● Selected passage:
How can I make tick prevention for dogs for more affordable?
Original Question: Hello Dr. Greenway. I am hoping you can answer a question for me regarding tick prevention medication. I have two dogs, a St. Bernard mix and a Shepherd/Collie mix. Last year I used Bravecto for my dogs. While it is certainly easy to use the pills they are expensive and for a seasons use for both dogs it cost me approximately $260 plus sales tax. The reason I used Bravecto was because it was recommended by my vet. I'm looking for a second opinion/option for a product that is equally as effective, easy to use (pill or topical) and more cost effective. I live in Oshawa and walk my dogs on a leash primarily in residential areas however I do take them to an off-leash park in Bowmanville from time to time. I realize that ticks are becoming more prevalent in southern Ontario and want to take the appropriate steps to protect my dogs even though we generally do not walk through wooded areas where ticks are most commonly found. I am a senior on a fixed income and while I want the best for my dog’s money is an issue so I have to manage my finances carefully. - Ken
I can totally understand the situation you’re in. I think we all have to think this way because veterinary care is expensive these days and we all have financial priorities in our life. As much as we love them, we can’t always make our pets the first priority for our funds. It’s great if we can but realistically most people have to be judicious with their finances.
So there is not a really great answer to your question. The common products that are out there are all around the same price point and each one has its positives and negatives so I would recommend you discuss them individually with your veterinarian.
Some people will try to find a natural product that’s in a pet supply store rather than a prescription product from a veterinarian. You’ll often find products out there claiming to control ticks just as well as these prescription products do. I’ve heard the occasional owner say that they think it worked just as well but far more often I hear owners say that they didn’t work at all. If you’re considering one of these products, my advice would be to take a look at it, show your veterinarian, ask for their input, and then call the company that made it and ask for the research trial they did to confirm its effectiveness.
There is another way to reduce the cost of tick medicine for dogs which is to order the medication online. There is usually a nice discount from companies that sell these drugs through websites. At this time we have not heard of any fraudulent products being sold, but if you make sure you’re getting it from a reputable source then you can be confident in the product you’re buying. Keep in mind that you will need a written prescription from your veterinarian to order this product. Some veterinarians will decline to give you that written prescription because you’re asking them to do something that will give somebody else business. But simply remind them that it is part of their licensing that they are required to give you a written prescription if you request it.

● Provided records:
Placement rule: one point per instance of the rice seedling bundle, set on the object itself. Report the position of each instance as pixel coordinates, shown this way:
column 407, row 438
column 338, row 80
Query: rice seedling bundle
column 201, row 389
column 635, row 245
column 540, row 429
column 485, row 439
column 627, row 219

==

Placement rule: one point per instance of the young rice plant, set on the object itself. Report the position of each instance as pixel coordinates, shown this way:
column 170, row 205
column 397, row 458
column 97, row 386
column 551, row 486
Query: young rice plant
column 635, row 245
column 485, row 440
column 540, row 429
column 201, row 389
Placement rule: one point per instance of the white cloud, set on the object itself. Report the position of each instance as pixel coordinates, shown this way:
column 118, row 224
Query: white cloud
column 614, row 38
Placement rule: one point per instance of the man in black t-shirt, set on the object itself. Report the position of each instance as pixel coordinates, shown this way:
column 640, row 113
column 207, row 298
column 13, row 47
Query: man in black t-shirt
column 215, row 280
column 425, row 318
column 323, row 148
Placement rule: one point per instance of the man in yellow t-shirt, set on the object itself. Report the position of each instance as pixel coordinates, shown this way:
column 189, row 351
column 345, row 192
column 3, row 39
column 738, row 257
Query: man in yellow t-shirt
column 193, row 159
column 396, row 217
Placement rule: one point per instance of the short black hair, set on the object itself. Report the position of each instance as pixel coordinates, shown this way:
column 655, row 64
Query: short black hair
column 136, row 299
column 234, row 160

...

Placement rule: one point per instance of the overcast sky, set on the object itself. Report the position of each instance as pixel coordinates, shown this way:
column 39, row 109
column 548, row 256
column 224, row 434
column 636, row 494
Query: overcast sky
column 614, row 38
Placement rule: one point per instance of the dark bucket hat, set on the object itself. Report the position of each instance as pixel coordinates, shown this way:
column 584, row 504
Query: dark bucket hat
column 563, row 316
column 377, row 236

● What you will do:
1. In the tick prevention Q&A, which product did Ken give his dogs last year?
2. Please repeat the tick prevention Q&A word for word, starting with "So there is" and going on through "with your veterinarian.".
3. List every geographic place named in the tick prevention Q&A.
The rows have no part in this.

● Responses by task:
1. Bravecto

2.
So there is not a really great answer to your question. The common products that are out there are all around the same price point and each one has its positives and negatives so I would recommend you discuss them individually with your veterinarian.

3. Oshawa, Bowmanville, southern Ontario